**Textauszug**
Olaf Janßen, Leiter Immobilienresearch, Union Investment Real Estate GmbH, Hamburg

Quelle: Union Investment

Ungewöhnlich lange währt die Hausse an den europäischen Immobilienmärkten mittlerweile. Die damit einhergehenden Konsequenzen sind allseits bekannt: steigende Preise und immer weiter abschmelzende Anfangsrenditen, insbesondere in den traditionell begehrten Assetklassen Wohnen und Büro. Investoren stellen diese Entwicklungen aktuell vor wichtige Grundsatzentscheidungen: Unter anderem die, ob zur Erreichung der gesteckten Renditeziele höhere Risiken eingegangen werden sollen. Über die momentane Stimmungslage unter europäischen Immobilieninvestoren weiß der Autor des folgenden Beitrags detailliert zu berichten. Die dabei wohl wichtigste Erkenntnis: Die große Mehrheit der Immobilienanlageprofis rechnet nicht mit einem unmittelbar bevorstehenden Ende des Marktzyklus. Red.

**Angezeigte Zeilen**
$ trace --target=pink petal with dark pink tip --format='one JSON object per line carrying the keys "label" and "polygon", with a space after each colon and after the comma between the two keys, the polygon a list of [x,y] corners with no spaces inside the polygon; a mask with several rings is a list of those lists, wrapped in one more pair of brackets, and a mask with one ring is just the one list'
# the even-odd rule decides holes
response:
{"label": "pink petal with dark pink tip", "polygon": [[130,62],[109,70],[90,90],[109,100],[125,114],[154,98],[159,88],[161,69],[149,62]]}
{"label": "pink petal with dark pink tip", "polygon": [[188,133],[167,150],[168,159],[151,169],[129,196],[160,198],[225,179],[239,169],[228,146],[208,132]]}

**Aufgabe A**
Gib aus dem Textauszug über die Immobilienmärkte den Abschnitt wortgetreu wieder, der bei „Ungewöhnlich lange währt“ beginnt und bis einschließlich „des Marktzyklus. Red.“ reicht.
**Aufgabe B**
Welche Assetklassen nennt der Textauszug über die Immobilienmärkte als traditionell begehrt?
**Aufgabe C**
Setze den Text über die europäischen Immobilienmärkte im Anschluss an seinen letzten Satz fort.
Die Zeilen stehen für sich und gehören nicht zum Textauszug.

**Antwort A**
Ungewöhnlich lange währt die Hausse an den europäischen Immobilienmärkten mittlerweile. Die damit einhergehenden Konsequenzen sind allseits bekannt: steigende Preise und immer weiter abschmelzende Anfangsrenditen, insbesondere in den traditionell begehrten Assetklassen Wohnen und Büro. Investoren stellen diese Entwicklungen aktuell vor wichtige Grundsatzentscheidungen: Unter anderem die, ob zur Erreichung der gesteckten Renditeziele höhere Risiken eingegangen werden sollen. Über die momentane Stimmungslage unter europäischen Immobilieninvestoren weiß der Autor des folgenden Beitrags detailliert zu berichten. Die dabei wohl wichtigste Erkenntnis: Die große Mehrheit der Immobilienanlageprofis rechnet nicht mit einem unmittelbar bevorstehenden Ende des Marktzyklus. Red.

**Antwort B**
Wohnen und Büro.

**Antwort C**
Nur jeder vierte Immobilieninvestor in Europa geht davon aus, dass der aktuelle Marktzyklus seinen Zenit in Kürze überschreitet und die Immobilienanfangsrenditen bald wieder steigen werden. Die große Mehrheit von 75 Prozent erwartet den Umschwung erst für das Jahr 2019, davon 43 Prozent sogar später. Das geht aus der jüngsten Immobilien-Investitionsklimastudie von Union Investment hervor, für die diesmal 168 professionelle Immobilieninvestoren in den Ländern Deutschland, Frankreich und Großbritannien repräsentativ befragt wurden.

Mit der Erwartung eines anhaltend spätzyklischen Marktumfelds korreliert eine steigende Sicherheitsorientierung, die vor allem dazu führt, dass deutsche und britische Investoren bei höherer Sicherheit eine verminderte Rendite in Kauf nehmen. Die Anlagestrategie "Gleiches Risiko bei geringerer Rendite" verfolgen in Deutschland 71 Prozent und in Großbritannien sogar 74 Prozent der Befragten. Im Vergleich zur vorletzten Umfrage vor einem Jahr bedeutet das in den Befragtengruppen einen Anstieg von 15 beziehungsweise 14 Prozentpunkten.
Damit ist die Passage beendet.